List of tasks:
A) In the personal account, which city did Vinit move to after leaving his job?
B) Write down the personal account word for word from "PRE THOUGHT - IF" to "FIGHT YOUR CONSCIENCE.".

PRE THOUGHT - IF YOU WANT
YOU CAN DENY ALL,( LIKE YOU DENIED GAGANDEEP ANOTHER NUMBER SAYING IT
WAS SANDEEP MAHAJAN 'S MAMAJI) ANY OF IT HAPPENED BUT WHO WILL
FIGHT YOUR CONSCIENCE.
I was Stood on the doorway
of the kitchen about to enter to ask if my help was required,
instead I heard something which froze me with unaccountable hurt "
yehi hai who jiska Anshul ke saath tha, " said by a very close
friend whom me and my husband considered family. And the reply of
that comment gave me a momentary releif not realizing it was outright
degrading for me or any girl and especially when it was said by
another woman. Let me quote that "Anshul ka taste aisa nahi hai".
I forgot to mention we
were invited by the this couple for dinner since we were newly
married and it's a tradition/courtesy, and since our best friend
was close to them and us he was included too.
This was during the first
weeks of our marriage.
Anyhow at that moment, I
maintained my composure as much as I could without crying. But that
night I came home and cried my heart out silently, as I usually do
silentlywithout telling anyone why I am hurt. And kept on wondering
why would he think that about me, why didn't he speak to me or talk
to us or ask me about it, instead of talking about it to others. And
the bigger question was who told him this stupid lie or he fabricated
it himself, thinking about this my thoughts moved back to 2000 when
we all had passed out and were scattered around the country for newly
acquired jobs. Vinit(he is the one I dated and married), me and a
bunch of other friends decided to stay back in Hyderabad where we
cleared our professional college and continued to work there with the
jobs they were offered during campus intereview.
By mid of 2001 being
unsatisfied in his job Vinit decided to leave it and after 2-3 months
he shifted to Delhi unwillingly where the job market was bigger. He
was coaxed by me to leave for his better future and I promised I will
follow once he is settled. Did I forget mentioning my career was
flourishing much much better than I had expected initially. I was
making new contacts, knowing lots of people professionally. It was a
very fullfilling and natural high which I still yearn for. So this is
how I have a strong connection with Hyderabad.
So, when he left he
specifically brought his 2(one senior and one juniour) friends from
the same college and his hometown saying , these are my brothers you
will take care of them. So they would come eat what I used to cook.
But one fine just after a month or two when Vinit left they come for
dinner and say "Gullu chodd na Vinit ko, zindagi jee, life main
mazze le, bahut ladke hain". That time I just stared in their face
and wondered and this is what he were his brothers. At that moment I
controlled myself but called Vinit up the next day and told him the
entire narative and stopped talking to them and avoiding them. Vinit
consented on that.

Coordinate annotation records:
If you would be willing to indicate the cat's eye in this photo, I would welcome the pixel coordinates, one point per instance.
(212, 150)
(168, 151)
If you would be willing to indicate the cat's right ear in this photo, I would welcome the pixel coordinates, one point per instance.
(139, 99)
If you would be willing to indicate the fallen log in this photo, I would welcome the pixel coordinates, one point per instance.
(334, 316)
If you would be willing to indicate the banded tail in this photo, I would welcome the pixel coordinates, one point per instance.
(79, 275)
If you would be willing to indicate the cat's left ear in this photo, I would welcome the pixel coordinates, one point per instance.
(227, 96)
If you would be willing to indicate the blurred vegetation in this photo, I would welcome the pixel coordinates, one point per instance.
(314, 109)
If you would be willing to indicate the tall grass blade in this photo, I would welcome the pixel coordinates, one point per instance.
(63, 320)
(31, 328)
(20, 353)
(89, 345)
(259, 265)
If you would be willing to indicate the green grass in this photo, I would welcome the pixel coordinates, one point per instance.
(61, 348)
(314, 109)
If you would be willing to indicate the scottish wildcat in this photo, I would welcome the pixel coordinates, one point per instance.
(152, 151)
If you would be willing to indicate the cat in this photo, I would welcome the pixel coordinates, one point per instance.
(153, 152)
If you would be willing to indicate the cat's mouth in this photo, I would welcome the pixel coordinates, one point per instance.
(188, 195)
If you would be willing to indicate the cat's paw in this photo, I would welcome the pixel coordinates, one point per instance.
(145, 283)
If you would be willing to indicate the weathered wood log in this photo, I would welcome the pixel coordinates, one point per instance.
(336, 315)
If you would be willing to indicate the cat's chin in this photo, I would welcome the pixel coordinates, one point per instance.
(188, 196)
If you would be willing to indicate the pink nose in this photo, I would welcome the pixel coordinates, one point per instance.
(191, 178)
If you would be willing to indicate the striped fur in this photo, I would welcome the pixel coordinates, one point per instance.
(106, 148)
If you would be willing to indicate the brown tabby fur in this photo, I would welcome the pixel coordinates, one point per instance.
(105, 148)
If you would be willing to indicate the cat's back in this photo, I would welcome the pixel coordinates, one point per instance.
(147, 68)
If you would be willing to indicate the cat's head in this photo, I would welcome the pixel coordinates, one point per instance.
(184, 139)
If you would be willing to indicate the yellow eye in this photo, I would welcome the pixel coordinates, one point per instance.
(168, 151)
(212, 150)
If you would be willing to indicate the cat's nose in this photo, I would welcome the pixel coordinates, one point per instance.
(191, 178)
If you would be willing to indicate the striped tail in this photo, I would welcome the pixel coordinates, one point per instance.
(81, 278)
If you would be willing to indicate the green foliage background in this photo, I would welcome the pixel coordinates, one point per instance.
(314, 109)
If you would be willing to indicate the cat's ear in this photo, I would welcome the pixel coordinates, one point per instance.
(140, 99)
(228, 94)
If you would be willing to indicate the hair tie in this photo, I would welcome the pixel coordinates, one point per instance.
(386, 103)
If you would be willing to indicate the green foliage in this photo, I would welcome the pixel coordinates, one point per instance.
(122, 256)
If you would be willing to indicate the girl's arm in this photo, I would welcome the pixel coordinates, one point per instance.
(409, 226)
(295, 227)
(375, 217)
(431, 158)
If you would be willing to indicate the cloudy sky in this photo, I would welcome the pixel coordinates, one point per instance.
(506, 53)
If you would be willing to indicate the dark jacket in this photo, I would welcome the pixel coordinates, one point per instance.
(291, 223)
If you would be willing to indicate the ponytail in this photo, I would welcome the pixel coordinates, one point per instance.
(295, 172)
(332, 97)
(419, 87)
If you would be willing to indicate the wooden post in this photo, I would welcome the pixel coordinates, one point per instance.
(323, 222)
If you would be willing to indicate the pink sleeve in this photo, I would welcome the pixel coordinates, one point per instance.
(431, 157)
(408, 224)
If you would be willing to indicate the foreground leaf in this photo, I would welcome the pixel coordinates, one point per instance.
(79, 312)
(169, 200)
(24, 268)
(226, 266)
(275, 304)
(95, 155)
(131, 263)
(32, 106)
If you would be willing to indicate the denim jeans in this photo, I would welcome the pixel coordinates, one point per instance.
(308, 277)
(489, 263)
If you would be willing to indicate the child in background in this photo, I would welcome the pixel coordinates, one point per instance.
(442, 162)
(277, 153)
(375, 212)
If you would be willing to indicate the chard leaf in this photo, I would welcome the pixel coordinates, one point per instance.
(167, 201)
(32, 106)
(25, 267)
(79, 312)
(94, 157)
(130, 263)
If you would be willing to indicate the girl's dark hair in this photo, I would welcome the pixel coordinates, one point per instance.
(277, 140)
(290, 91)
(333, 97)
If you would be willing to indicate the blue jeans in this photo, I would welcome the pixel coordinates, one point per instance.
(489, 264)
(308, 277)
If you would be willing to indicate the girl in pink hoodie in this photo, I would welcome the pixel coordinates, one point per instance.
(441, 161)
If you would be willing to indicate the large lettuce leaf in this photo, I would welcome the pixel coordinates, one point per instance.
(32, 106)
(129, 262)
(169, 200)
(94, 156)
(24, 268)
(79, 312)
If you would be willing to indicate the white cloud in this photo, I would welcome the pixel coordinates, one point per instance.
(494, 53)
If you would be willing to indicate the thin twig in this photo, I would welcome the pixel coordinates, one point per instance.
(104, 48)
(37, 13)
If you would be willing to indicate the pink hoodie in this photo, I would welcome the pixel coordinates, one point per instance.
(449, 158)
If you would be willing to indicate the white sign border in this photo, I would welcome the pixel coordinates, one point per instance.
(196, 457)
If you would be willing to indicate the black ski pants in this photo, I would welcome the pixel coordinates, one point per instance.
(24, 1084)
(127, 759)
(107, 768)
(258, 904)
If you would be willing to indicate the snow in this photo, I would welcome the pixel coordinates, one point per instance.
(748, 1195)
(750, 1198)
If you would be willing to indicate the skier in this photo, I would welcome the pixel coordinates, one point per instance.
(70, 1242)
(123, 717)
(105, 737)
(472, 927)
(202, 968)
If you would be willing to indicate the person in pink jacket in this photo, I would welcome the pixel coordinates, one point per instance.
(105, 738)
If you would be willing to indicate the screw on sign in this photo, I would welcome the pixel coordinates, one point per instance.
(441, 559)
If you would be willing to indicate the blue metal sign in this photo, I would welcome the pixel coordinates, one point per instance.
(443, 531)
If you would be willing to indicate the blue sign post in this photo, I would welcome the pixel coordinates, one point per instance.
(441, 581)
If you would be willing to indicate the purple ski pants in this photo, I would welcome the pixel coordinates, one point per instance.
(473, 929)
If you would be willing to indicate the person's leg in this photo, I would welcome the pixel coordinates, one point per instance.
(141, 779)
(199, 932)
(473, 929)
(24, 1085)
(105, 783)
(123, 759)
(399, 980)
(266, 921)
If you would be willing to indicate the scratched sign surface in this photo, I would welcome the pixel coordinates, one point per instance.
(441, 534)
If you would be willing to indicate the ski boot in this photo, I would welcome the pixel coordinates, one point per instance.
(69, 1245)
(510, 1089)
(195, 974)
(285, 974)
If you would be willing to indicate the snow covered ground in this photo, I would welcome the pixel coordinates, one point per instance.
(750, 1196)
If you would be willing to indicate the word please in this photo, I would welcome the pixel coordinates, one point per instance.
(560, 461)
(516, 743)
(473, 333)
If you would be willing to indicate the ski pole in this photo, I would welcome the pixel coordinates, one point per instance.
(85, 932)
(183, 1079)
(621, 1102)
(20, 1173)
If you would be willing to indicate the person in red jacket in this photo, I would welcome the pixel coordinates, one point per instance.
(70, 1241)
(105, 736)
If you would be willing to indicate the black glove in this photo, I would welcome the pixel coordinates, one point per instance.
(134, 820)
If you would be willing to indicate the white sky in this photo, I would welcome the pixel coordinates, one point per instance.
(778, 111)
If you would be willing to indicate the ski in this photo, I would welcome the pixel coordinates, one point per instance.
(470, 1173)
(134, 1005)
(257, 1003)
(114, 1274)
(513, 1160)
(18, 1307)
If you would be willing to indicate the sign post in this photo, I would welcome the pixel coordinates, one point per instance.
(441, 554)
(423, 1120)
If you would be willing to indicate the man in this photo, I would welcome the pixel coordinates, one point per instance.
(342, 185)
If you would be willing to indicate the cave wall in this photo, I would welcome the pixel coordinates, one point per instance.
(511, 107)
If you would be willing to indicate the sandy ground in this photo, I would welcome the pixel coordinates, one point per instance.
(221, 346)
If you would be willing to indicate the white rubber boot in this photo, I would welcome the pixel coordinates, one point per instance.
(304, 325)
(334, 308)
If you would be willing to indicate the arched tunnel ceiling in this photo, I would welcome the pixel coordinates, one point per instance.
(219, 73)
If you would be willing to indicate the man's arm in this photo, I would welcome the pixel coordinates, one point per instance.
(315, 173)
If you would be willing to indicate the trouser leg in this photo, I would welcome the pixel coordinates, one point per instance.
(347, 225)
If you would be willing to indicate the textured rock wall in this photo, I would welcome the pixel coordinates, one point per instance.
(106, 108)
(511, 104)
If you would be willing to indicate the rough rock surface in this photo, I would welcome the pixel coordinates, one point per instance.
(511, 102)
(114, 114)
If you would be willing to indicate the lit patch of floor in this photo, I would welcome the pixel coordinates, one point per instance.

Task solutions:
A) Delhi

B)
PRE THOUGHT - IF YOU WANT
YOU CAN DENY ALL,( LIKE YOU DENIED GAGANDEEP ANOTHER NUMBER SAYING IT
WAS SANDEEP MAHAJAN 'S MAMAJI) ANY OF IT HAPPENED BUT WHO WILL
FIGHT YOUR CONSCIENCE.